> _Text_:

>>>

The terms we're dealing in are:

  • Characters, as they're usually called, are defined in the unicode standard as "glyphs" or "codepoints"
  • Glyph is a semantic term referring to the visual appearance of the character, the codepoint is a unique number assigned to that character
  • The Unicode standard has room for about 4 billion codepoints - that's a lot
  • We need a way to encode them so that they can be transmitted in other protocols, like mail, http, etc
  • UTF-8 is one such encoding
  • UTF-8 isn't magic. All it's doing is encoding a number (codepoint) into a sequence of bytes that can be easily stored, transmitted and read

This last point, and the specifics of how it occurs, is the most important to understand, because it's what we'll be dealing with in this article.

Handy UTF-8 byte table

http://www.fileformat.info/info/unicode/utf8.htm

Need a quick check? UTF-8 just encodes Unicode bytes to a sequence of single bytes.

Literal bytes

Encoded range

Note

0x0000 - 0x007f

00       to 7f

1 byte

80       to c2-7f

INVALID RANGE, 80 to c1 leading byte is a dead giveaway

0x0080 - 0x07ff

c2-80    to df-bf

2 byte

df-c0    to e0-a0-7f

INVALID RANGE

0x0800 - 0xffff

e0-a0-80 to ef-bf-bf

3 byte

This is also a good reference: http://www.utf8-chartable.de/

Apostrophes suck anyway

Here's an example from a customer enquiry, the apostrophes in the DB are coming out wrong.

[mtepes@bund ~]$ echo "SELECT Heading FROM CaseStudyItem WHERE ID=2;" | mysql | hexdump -C
<snip>
65 20 6f 66 20 41 75 73  74 72 61 6c 69 61 c3 a2  |e of Australia..|
e2 82 ac e2 84 a2 73 20  6d 6f 73 74 20 63 68 61  |......s most cha|

That's "c3 a2 e2 82 ac e2 84 a2" for the apostrophe. Looking above, we can see this is three UTF8 "characters".

<<<

> _Dataset section_:
>>>

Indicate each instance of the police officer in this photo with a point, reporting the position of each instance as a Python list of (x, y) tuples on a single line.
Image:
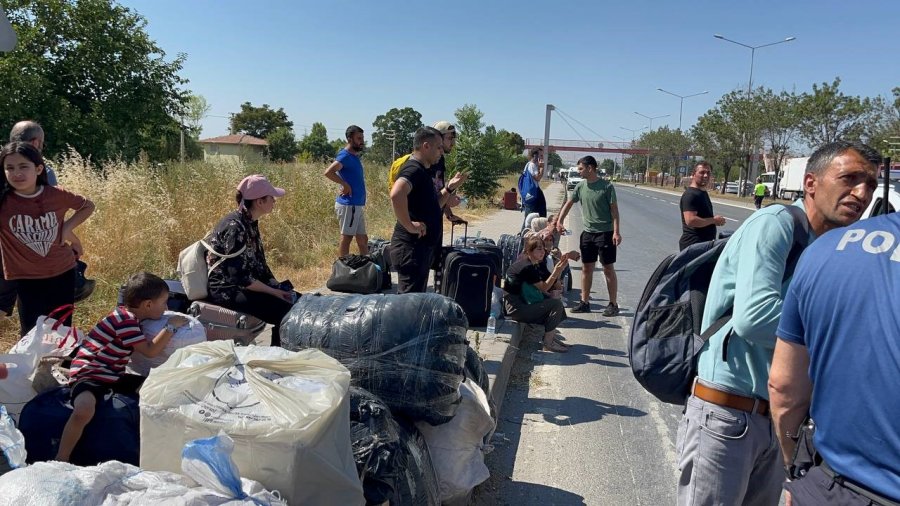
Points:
[(838, 353)]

<<<

> _Problem set_:
a – In the text on UTF-8 encoding, swap "customer enquiry" for "support ticket" and give everything from "This is also" down to "coming out wrong.".
b – State whether each statement agrees with the text on UTF-8 encoding, answering yes or no and quoting the deciding words: (i) The Unicode standard has room for about 4 billion codepoints. (ii) UTF-8 is the only way to encode codepoints. (iii) A leading byte from 80 to c1 signals an invalid range.
c – Carry the text on UTF-8 encoding further from where it stops.
The material was drawn from a separate source.

> _Task responses_:
a –
This is also a good reference: http://www.utf8-chartable.de/

Apostrophes suck anyway

Here's an example from a support ticket, the apostrophes in the DB are coming out wrong.

b –
(i) Yes: "The Unicode standard has room for about 4 billion codepoints"
(ii) No: "UTF-8 is one such encoding"
(iii) Yes: "80 to c1 leading byte is a dead giveaway"

c –
c3 a2    == encoded form of e2 (LATIN SMALL LETTER A WITH CIRCUMFLEX)
e2 82 ac == encoded form of 20 ac (EURO SIGN)
e2 84 a2 == encoded form of 21 22 (TRADEMARK SIGN)

Which is what they're displaying as on the page. Astute readers will note that e2 could be decoded again, as e2 would signal the start of a three-byte UTF8 character.

e2 20 ac == encoded form of err... hang on
21 22    == regular ascii for a bang and a quote (  !"  )

e2 20 ac is wrong, that's an invalid sequence. What's happening here, perhaps it's WINDOWS-1252? That's another common problem you get, so it's worth looking out for. It happens especially when people copy-paste content from editors like Word into a website CMS.

This is when you start pumping the output through tools like iconv to see if you can come up with any workable encodings.

In this particular case, it took a bit of a leap of insight (ignore the 0x0a, that's a line-ending).

kugyuu@orz:/tmp% cat case.txt| hexdump -C
00000000  c3 a2 e2 82 ac e2 84 a2  0a                       |.........|

ikamusume@shinryaku:/tmp% cat case.txt | iconv -f utf8 -t windows-1252 | hexdump -C
00000000  e2 80 99 0a                                       |....|

e2 80 99 is a single right-quote, which is probably what it should've been originally.

So what happened here?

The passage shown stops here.